§ EXERCISE SET
1) In the PyBNF issue, which config key goes with the per-point noise model?
2) List every config key that the PyBNF issue names on the shape axis.
3) Please repeat the PyBNF issue word for word, starting at "Design a first-class" and ending at "(profile_objective) | named (objective).".

§ SELECTED PASSAGE
• • • • •

Skip to content

Design a first-class surface for analytical / user-defined objective functions (generalize direct_pass) #425

@wshlavacek

Description

@wshlavacek

Context

Spun out of the #424 objective-surface discussion (mean-vs-median centering + the broader "modernize the objective surface" thread). That discussion settled a clean taxonomy for PyBNF's objective functions along two orthogonal axes:

  • Shape axis (→ config key): per-point noise model (noise_model) | column-joint profile comparison (profile_objective) | named (objective).
  • Nature axis (→ doc label): statistical objective (anchored to a likelihood — an NLL with parameter-independent constants dropped) | heuristic objective (no probability model).

• • • • •

§ DATASET RECORDS
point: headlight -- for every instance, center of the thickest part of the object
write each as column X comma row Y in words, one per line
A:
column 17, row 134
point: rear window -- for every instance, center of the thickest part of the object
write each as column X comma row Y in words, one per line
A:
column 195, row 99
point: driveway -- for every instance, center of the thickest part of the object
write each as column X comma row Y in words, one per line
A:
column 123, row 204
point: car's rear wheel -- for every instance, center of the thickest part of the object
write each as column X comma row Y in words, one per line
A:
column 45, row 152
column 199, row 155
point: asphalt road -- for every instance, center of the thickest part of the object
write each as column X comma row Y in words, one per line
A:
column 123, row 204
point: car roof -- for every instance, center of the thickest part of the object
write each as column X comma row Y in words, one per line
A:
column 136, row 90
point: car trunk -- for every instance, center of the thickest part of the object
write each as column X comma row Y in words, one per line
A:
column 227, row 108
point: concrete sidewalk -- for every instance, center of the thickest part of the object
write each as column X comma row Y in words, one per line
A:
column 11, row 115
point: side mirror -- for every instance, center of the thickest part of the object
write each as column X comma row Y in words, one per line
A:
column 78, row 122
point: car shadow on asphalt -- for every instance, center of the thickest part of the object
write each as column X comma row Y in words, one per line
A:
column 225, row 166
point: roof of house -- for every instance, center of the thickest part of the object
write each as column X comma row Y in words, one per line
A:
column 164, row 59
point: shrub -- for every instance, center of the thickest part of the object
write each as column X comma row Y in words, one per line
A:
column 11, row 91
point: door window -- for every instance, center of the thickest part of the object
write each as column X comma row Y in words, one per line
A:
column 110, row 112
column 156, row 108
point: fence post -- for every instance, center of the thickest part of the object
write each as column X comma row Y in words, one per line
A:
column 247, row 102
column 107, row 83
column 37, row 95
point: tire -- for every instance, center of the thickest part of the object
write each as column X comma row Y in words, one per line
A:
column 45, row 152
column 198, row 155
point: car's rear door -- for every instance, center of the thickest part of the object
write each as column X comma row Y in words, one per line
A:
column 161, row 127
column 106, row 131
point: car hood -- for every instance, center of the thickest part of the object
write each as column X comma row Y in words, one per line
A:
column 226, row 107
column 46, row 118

• • • • •

§ PER-TASK OUTPUTS
1) noise_model

2) noise_model, profile_objective, objective

3)
Design a first-class surface for analytical / user-defined objective functions (generalize direct_pass) #425

@wshlavacek

Description

@wshlavacek

Context

Spun out of the #424 objective-surface discussion (mean-vs-median centering + the broader "modernize the objective surface" thread). That discussion settled a clean taxonomy for PyBNF's objective functions along two orthogonal axes:

  • Shape axis (→ config key): per-point noise model (noise_model) | column-joint profile comparison (profile_objective) | named (objective).